**Short task A:**
Answer these from the peach meatballs recipe:
(i) How much ground beef goes into the dish?
(ii) For how long should the pot simmer?
(iii) In what month did the rainy season begin in Tehran?

**Page text:**
====

Passport & Plate - Peach Meatballs

Iran | Thursday, March 5, 2015 | flickr photos



Ingredients
1/2 cup dried golden plums (or about 12 plums)
750 g ground beef
3 cups of minced carrots
two large onions - diced
2/3 cup chickpea flour
2 tbsp dried mint
1/2 tsp cumin
1/2 cardamom
1 tsp nutmeg
1 tbsp turmeric
1/2 cup fresh lime juice
2 tbsp cup sugar

 

How to prepare this recipe
1. put aside couple of tablespoon of the minced carrots
2. in a large mixing bowl, mix the beef and carrots. Add the chickpea flour, cumin, nutmeg, cardamom, salt and pepper
3. make meatballs the size of a peach or a tennis ball,inserting a plum in the center (should make about 12 meatballs)
4. in a large pot, on a medium low heat, fry the onions until they are caramelized and golden
5. add the remaining carrots, dried mint and turmeric; continue frying for only one more minute
6. add one liter of boiling water, sugar and the lime juice to the mix; this would make your base
7. once the base is brought back to boil, gently drop the meatballs in the pot
8. reduce the heat to medium-low and let it simmer for one hour

 

The story behind this recipe
I come from a family who used to own a small house with a rather big backyard in Tehran. We never bought apples, pears, plums, pomegranates, tomatoes, blackberries or herbs. Everything was grown right in our own backyard. But it was the plum tree that was truly care-free and provided us with abundance of fruits. It was a short tree that was never pruned, watered or sprayed with any pesticides. Its blossoms would even survive the occasional sudden snowfall in late March. It would produce so much fruit, most of our neighborhood would receive at least one full basket each summer. And by the end of the summer when we couldn't stand the sight of another plum, they would naturally dry up on the branches and since the rainy season didn't really begin until November, we would end up with sun dried golden plums which we would then store for winter. Not surprisingly, my mom would incorporate plums into her cooking a lot. One dish which was my childhood favorite was peach meatballs. There were no peaches in them, but mom’s perfect round shape balls did resemble peaches... and then there was the sweet and sour surprise inside the balls: a dried golden plum. My peach meatballs no matter how hard I try do not resemble the fruit but I must admit I enjoy them as much as I did my mom’s and now they are also my girl’s favorite dish. Maybe it is the misleading name, or the kid friendly sweet carrots which are responsible for giving the meat balls that peachy color, or maybe it is about that surprise in the middle.... whatever the reason, I have enjoyed this simple dish for many cold winters in my life. By the way, traditionally the plum is used with its pit so it is important to actually warn your guests and don't let it be a surprise, or be ready to get sued for dental repair costs!

====

**Data for this task:**
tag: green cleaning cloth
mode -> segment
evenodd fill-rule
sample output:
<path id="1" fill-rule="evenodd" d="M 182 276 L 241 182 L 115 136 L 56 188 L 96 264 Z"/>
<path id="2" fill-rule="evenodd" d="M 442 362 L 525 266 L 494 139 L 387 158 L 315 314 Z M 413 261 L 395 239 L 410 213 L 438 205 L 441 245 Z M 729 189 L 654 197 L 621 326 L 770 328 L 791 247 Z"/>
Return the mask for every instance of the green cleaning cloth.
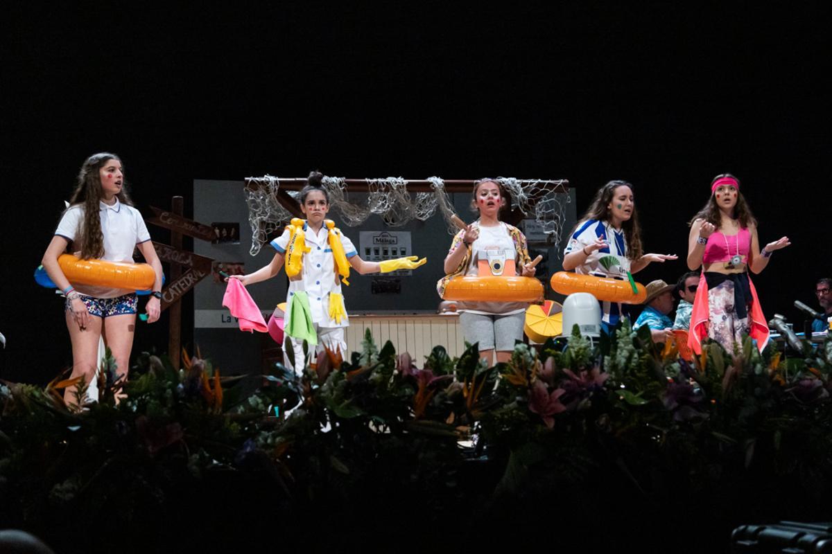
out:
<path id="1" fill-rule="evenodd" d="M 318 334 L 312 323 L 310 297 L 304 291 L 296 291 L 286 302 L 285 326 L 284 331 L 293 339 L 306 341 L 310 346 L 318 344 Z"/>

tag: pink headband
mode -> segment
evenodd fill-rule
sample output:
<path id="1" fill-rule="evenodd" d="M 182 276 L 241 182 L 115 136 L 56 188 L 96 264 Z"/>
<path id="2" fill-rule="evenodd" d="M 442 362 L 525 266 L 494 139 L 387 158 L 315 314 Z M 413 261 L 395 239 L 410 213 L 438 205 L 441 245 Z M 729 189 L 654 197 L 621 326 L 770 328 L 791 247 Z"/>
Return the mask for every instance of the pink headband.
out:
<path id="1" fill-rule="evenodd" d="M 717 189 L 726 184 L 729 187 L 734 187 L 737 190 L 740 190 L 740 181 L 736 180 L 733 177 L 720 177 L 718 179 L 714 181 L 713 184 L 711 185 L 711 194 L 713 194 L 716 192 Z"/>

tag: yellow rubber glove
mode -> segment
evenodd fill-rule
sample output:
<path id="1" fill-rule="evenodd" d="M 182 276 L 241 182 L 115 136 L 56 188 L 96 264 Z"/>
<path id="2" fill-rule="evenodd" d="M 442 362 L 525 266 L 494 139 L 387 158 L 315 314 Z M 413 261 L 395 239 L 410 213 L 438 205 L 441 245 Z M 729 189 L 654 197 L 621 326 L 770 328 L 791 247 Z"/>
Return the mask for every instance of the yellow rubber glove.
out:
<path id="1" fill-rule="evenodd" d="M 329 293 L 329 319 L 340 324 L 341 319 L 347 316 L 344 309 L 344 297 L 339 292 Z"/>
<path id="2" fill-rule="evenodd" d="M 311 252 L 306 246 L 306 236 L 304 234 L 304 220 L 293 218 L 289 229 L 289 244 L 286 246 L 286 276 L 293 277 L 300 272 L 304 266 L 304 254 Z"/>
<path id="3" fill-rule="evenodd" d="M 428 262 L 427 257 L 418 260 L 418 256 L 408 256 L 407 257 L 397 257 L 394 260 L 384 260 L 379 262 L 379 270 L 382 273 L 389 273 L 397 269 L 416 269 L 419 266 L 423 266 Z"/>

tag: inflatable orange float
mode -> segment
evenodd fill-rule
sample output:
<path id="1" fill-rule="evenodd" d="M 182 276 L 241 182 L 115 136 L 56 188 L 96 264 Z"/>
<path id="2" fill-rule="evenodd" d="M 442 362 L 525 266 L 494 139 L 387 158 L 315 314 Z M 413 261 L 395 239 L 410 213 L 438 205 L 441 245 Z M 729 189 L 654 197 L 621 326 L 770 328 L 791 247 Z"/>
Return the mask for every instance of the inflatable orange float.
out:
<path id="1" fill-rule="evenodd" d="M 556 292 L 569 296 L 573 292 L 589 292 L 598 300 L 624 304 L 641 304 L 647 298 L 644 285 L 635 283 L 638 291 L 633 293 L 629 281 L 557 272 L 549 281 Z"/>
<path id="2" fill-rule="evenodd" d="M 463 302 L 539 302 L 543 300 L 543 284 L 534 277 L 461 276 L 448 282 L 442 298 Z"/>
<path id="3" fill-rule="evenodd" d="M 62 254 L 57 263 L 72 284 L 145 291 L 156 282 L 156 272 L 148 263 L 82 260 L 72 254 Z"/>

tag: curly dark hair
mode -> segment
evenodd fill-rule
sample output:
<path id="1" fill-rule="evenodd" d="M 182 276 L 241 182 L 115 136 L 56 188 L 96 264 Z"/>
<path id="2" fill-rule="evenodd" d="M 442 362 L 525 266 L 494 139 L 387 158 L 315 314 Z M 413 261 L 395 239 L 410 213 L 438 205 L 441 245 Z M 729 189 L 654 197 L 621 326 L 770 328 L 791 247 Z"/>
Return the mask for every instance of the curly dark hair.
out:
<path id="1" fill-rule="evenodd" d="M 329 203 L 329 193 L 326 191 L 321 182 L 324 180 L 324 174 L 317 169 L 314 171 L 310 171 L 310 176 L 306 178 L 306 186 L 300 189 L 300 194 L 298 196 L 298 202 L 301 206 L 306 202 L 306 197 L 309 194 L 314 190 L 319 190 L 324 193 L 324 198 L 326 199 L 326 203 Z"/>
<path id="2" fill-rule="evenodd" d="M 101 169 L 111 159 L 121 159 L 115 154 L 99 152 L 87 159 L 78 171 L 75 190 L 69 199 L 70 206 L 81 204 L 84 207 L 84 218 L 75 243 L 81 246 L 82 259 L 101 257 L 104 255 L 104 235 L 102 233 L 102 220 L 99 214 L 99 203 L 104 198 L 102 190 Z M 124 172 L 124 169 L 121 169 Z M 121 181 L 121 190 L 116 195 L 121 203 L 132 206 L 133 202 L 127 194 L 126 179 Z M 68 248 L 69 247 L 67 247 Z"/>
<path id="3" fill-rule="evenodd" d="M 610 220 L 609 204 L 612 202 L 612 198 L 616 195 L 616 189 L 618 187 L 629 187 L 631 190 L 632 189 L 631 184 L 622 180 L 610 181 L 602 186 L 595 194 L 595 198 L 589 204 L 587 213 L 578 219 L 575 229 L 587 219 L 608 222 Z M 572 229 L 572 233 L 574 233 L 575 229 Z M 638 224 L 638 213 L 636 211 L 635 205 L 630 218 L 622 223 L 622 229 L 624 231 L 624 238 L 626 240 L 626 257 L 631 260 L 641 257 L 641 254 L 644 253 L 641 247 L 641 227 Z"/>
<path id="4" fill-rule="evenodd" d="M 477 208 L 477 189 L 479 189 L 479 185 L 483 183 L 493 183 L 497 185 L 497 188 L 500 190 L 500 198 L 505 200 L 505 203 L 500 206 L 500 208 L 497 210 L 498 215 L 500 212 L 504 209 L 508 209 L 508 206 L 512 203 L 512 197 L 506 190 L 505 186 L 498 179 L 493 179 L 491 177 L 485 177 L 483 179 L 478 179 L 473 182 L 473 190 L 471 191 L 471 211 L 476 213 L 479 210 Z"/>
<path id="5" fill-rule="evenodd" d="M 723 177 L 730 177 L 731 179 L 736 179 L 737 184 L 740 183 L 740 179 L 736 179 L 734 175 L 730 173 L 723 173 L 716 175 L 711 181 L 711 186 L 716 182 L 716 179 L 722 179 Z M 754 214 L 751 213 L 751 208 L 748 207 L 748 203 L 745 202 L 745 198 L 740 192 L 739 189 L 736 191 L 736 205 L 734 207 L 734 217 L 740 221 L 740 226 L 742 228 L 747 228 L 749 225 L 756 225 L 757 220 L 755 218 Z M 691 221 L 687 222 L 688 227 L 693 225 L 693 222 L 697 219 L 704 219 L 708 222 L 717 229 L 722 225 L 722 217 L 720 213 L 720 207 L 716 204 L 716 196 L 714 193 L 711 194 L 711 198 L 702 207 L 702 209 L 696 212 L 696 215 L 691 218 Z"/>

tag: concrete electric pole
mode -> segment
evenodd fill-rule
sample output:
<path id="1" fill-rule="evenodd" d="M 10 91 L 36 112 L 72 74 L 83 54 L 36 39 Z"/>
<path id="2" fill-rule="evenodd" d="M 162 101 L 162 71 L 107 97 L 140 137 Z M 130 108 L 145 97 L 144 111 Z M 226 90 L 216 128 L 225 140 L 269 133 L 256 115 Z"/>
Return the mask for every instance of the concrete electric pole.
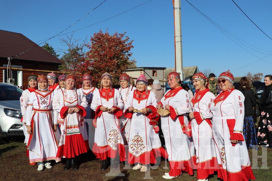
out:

====

**Short task B:** Write out the lines of the listing starting at the one containing "tag: curly dark hair" and ending at the one containing "610 220 L 609", swapping "curly dark hair" for "wavy brown hair" and leaving everything else the same.

**Written reply A:**
(i) 750 g
(ii) One hour
(iii) November

**Written reply B:**
tag: wavy brown hair
mode -> segment
evenodd fill-rule
sample output:
<path id="1" fill-rule="evenodd" d="M 182 276 L 241 182 L 115 136 L 56 188 L 96 264 Z"/>
<path id="2" fill-rule="evenodd" d="M 442 362 L 525 266 L 494 139 L 387 158 L 315 314 Z M 413 261 L 395 239 L 410 213 L 438 205 L 441 245 Z M 729 189 L 654 197 L 621 326 L 770 328 L 791 247 Z"/>
Return the mask for every instance of the wavy brown hair.
out:
<path id="1" fill-rule="evenodd" d="M 329 203 L 329 193 L 326 191 L 321 182 L 324 180 L 324 174 L 317 169 L 314 171 L 310 171 L 310 176 L 306 178 L 306 186 L 300 189 L 300 194 L 298 196 L 298 202 L 301 206 L 306 202 L 306 197 L 309 194 L 314 190 L 319 190 L 324 193 L 324 198 L 326 199 L 326 203 Z"/>
<path id="2" fill-rule="evenodd" d="M 101 169 L 111 159 L 121 159 L 115 154 L 99 152 L 87 159 L 78 171 L 75 190 L 69 199 L 70 206 L 81 204 L 84 207 L 84 218 L 75 243 L 81 246 L 82 259 L 101 257 L 104 255 L 104 235 L 102 233 L 102 220 L 99 214 L 99 203 L 104 198 L 102 190 Z M 124 172 L 124 169 L 121 169 Z M 121 181 L 121 190 L 116 195 L 121 203 L 132 206 L 133 202 L 127 194 L 126 179 Z M 68 248 L 69 247 L 67 247 Z"/>
<path id="3" fill-rule="evenodd" d="M 610 220 L 609 204 L 612 202 L 612 198 L 616 195 L 616 189 L 618 187 L 629 187 L 631 190 L 632 189 L 631 184 L 622 180 L 610 181 L 602 186 L 595 194 L 595 198 L 589 204 L 587 213 L 578 219 L 575 229 L 587 219 L 608 222 Z M 572 229 L 572 233 L 574 233 L 575 229 Z M 638 224 L 638 213 L 636 211 L 635 205 L 630 218 L 622 223 L 622 229 L 624 231 L 624 238 L 626 240 L 626 257 L 631 260 L 641 257 L 641 254 L 644 253 L 641 247 L 641 227 Z"/>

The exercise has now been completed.